Work request: All of the data needs to come back exactly as written.

Material supplied: Begin

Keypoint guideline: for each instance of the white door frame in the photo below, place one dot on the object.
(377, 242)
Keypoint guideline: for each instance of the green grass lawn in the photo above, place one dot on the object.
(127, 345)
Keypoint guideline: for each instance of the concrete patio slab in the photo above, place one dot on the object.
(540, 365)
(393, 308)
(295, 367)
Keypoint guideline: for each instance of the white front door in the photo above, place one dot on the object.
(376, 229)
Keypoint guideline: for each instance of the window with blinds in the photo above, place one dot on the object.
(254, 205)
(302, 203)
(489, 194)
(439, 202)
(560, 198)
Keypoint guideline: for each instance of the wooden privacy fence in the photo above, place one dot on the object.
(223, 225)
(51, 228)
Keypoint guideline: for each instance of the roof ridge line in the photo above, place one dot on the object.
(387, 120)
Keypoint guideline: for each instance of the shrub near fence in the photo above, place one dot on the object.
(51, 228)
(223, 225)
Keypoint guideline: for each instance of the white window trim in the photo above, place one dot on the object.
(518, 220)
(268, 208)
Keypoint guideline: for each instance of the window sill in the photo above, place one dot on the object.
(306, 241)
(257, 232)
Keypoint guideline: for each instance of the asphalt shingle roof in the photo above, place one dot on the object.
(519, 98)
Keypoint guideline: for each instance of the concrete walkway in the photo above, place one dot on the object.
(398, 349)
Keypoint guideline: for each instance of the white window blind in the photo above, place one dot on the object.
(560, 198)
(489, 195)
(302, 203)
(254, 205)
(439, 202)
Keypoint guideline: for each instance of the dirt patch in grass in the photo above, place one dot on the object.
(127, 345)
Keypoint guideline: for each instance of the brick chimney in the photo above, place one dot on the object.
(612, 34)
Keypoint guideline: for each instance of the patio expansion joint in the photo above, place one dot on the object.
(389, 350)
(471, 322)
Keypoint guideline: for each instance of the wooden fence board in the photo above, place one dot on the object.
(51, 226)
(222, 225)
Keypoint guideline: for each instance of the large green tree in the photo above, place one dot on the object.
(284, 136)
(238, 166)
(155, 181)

Material supplied: End

Result of this exercise:
Keypoint guideline: for each instance of the white door frame in the photo below, place one dot on the object.
(377, 242)
Keypoint guideline: for each instance of the green grass lawn in the photo above, place one dot on the object.
(127, 345)
Keypoint guideline: for each instance of the concrete patio slab in the photo above, place one dot on the object.
(540, 365)
(393, 308)
(295, 367)
Keypoint guideline: for each instance of the white front door in the photo above, place one dot on the object.
(376, 229)
Keypoint guideline: for each instance of the window with blinds in the photo above, place one dot on the object.
(254, 205)
(302, 203)
(489, 194)
(439, 202)
(560, 198)
Keypoint guideline: for each instance of the wooden privacy fence in the photo above, place one dot on the object.
(223, 225)
(51, 228)
Keypoint guideline: for each instance of the roof ridge line in the photo above, place one dot on the object.
(387, 120)
Keypoint guideline: for each instance of the shrub near fence in the photo above, place one dot on the object.
(51, 228)
(223, 225)
Keypoint guideline: for each instance of the white window trim in the photo above, place one dot on the object.
(518, 220)
(268, 208)
Keypoint guideline: for each instance of the window sill in the photo above, place one dot on the object.
(306, 241)
(257, 232)
Keypoint guideline: for each instance of the asphalt shingle roof in the photo above, place one dot on the object.
(519, 98)
Keypoint guideline: for each instance of the concrete walkway in the photo above, place one dot on the object.
(398, 349)
Keypoint guideline: for each instance of the white window blind in the photo above, place one dot on the object.
(560, 198)
(489, 195)
(302, 203)
(254, 205)
(439, 202)
Keypoint guideline: for each instance of the dirt patch in grass in the photo above, place one dot on the object.
(127, 345)
Keypoint guideline: for each instance of the brick chimney in the photo above, place one dot on the object.
(612, 34)
Keypoint guideline: for each instance of the patio expansion joint in the photo above, place one dot on the object.
(389, 350)
(471, 322)
Keypoint guideline: for each instance of the wooden fence board in the photo above, place one dot on the object.
(51, 226)
(222, 225)
Keypoint guideline: for each instance of the large green tree in the photo above, place one dot on the object.
(284, 136)
(238, 166)
(155, 181)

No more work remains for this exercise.